[Rows from an object pointing dataset]
━━━━━━━━━━━━━━━━

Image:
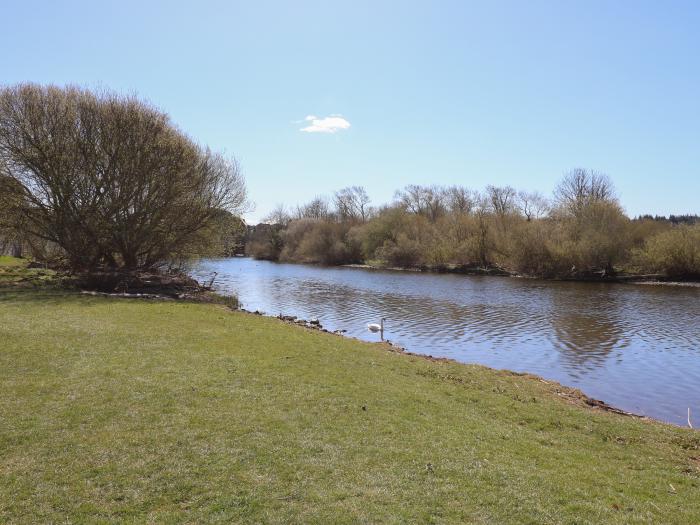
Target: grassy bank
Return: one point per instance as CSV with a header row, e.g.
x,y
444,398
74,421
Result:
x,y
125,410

━━━━━━━━━━━━━━━━

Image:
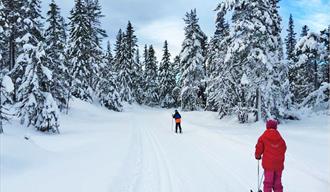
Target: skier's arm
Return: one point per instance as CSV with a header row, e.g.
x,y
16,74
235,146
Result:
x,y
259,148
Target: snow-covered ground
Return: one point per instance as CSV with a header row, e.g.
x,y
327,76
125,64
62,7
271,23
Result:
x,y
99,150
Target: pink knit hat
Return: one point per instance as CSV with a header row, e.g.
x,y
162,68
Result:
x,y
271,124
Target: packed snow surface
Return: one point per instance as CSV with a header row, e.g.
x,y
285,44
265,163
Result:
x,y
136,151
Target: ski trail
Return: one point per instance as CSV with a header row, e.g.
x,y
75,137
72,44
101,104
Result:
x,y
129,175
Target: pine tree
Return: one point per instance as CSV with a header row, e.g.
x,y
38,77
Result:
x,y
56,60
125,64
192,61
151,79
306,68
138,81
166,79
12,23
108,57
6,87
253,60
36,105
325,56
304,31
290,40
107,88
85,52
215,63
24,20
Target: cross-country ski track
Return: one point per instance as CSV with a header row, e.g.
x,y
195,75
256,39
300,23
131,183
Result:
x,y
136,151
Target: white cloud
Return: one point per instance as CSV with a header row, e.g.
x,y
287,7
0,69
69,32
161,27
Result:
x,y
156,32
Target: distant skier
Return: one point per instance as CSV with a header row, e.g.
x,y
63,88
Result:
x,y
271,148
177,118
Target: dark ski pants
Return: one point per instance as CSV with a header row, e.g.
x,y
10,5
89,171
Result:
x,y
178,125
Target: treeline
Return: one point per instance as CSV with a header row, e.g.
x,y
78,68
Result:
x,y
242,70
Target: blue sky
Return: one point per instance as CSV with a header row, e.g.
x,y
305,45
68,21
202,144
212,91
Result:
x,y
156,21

━━━━━━━━━━━━━━━━

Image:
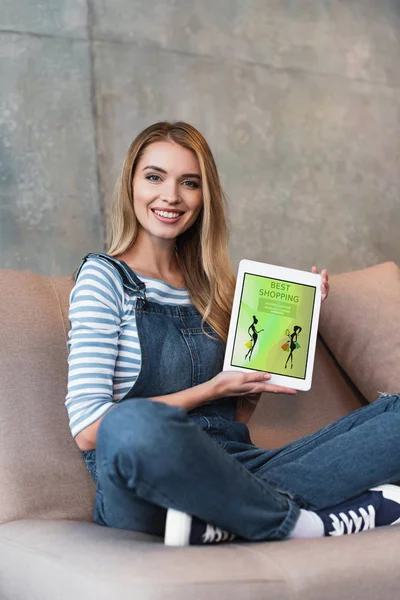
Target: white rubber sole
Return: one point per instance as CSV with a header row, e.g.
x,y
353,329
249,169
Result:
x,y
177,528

━━━━━━━━━━━━━━━━

◆ **STATED PROBLEM**: List every line in the data above that contains the word "white", one line per row.

◆ **TASK OUTPUT**:
Target: white cloud
Target: white rubber sole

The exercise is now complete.